• ЗАДАНИЕ: Перепишите целиком и без единого изменения отрывок о судьбе Фридриха Горенштейна.

• ОТРЫВОК:
_ _ _ _ _
Анна Берсенева
Максима «большое видится на расстоянии» при всей ее точности служит чаще всего оправданием слепоты и глухоты по отношению к лучшим современникам. В основе этого обычно лежит недомыслие, личное тщеславие или попросту зависть. А уж если у «большого» тяжелый характер, ожидать справедливости ему, скорее всего, придется не только после собственной смерти, но и до тех пор, пока не уйдут все, кто знал его при жизни. Звучит, может быть, жестко, но это именно так. И в том, что это так, убеждает судьба писателя и драматурга Фридриха Горенштейна (1932-2002).
_ _ _ _ _
(Данные, извлечённые из коллекции)
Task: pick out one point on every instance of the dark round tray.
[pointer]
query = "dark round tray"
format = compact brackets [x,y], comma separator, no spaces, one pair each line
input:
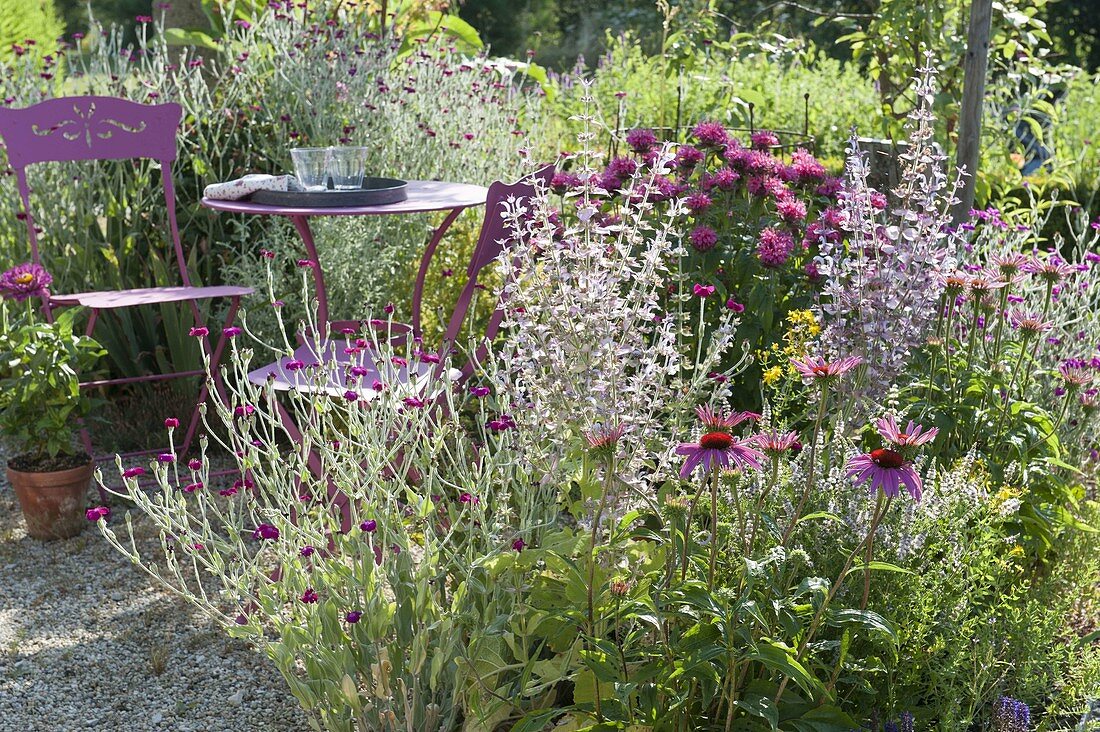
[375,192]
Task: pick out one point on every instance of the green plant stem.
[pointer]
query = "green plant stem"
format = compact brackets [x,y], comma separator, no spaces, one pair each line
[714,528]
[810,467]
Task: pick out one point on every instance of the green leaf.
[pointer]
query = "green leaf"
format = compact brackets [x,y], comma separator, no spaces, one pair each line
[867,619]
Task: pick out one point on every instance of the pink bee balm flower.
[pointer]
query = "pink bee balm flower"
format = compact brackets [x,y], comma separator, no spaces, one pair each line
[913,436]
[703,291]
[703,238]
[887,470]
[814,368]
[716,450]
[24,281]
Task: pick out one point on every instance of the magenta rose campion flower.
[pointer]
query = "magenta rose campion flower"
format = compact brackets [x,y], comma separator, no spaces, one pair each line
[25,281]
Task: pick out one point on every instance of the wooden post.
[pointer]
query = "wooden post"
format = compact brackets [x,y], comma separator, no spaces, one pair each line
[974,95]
_ _ _ _ _
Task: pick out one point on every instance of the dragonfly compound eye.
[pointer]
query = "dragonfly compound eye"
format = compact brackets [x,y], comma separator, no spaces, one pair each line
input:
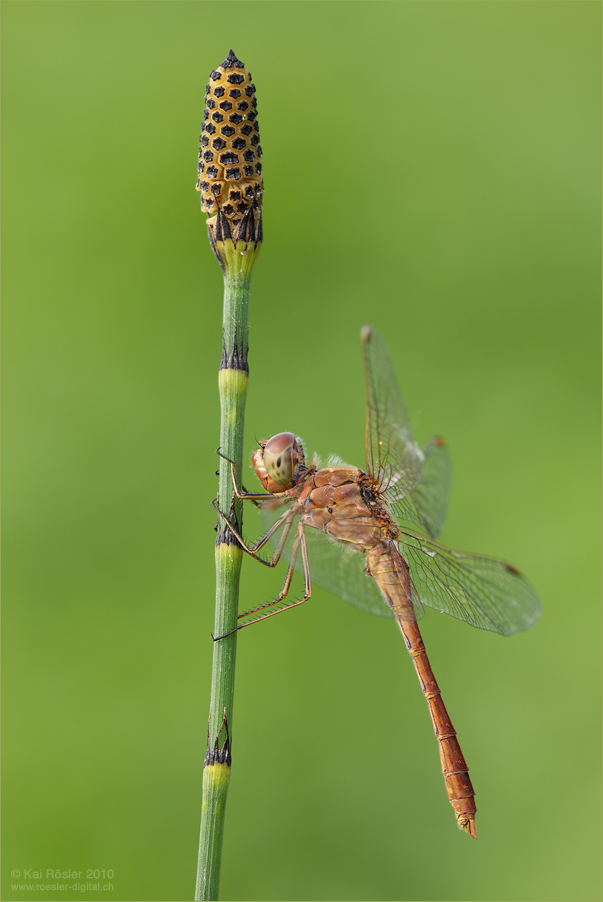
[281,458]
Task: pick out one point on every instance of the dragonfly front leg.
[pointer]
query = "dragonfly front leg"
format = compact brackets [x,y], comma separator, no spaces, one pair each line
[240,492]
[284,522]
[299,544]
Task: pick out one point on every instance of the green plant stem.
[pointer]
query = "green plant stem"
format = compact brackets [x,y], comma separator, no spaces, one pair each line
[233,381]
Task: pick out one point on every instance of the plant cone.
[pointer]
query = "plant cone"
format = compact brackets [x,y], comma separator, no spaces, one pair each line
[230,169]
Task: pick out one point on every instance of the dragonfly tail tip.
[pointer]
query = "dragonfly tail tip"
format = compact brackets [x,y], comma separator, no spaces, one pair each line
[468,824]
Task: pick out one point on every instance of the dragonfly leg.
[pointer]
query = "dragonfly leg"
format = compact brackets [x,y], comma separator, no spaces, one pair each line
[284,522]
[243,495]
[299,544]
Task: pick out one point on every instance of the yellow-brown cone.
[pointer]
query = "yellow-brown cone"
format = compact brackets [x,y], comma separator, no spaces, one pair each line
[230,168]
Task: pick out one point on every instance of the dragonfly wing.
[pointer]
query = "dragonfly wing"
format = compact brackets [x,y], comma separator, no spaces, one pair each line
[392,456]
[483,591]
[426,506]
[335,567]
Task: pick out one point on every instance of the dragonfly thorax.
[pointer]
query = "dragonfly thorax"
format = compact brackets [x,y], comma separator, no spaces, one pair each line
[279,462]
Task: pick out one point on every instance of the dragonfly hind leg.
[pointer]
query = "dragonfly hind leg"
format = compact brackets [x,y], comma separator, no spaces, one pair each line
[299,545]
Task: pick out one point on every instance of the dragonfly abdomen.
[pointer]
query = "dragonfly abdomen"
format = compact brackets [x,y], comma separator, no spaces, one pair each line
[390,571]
_ _ _ _ _
• ОТВЕТ:
Анна Берсенева
Максима «большое видится на расстоянии» при всей ее точности служит чаще всего оправданием слепоты и глухоты по отношению к лучшим современникам. В основе этого обычно лежит недомыслие, личное тщеславие или попросту зависть. А уж если у «большого» тяжелый характер, ожидать справедливости ему, скорее всего, придется не только после собственной смерти, но и до тех пор, пока не уйдут все, кто знал его при жизни. Звучит, может быть, жестко, но это именно так. И в том, что это так, убеждает судьба писателя и драматурга Фридриха Горенштейна (1932-2002).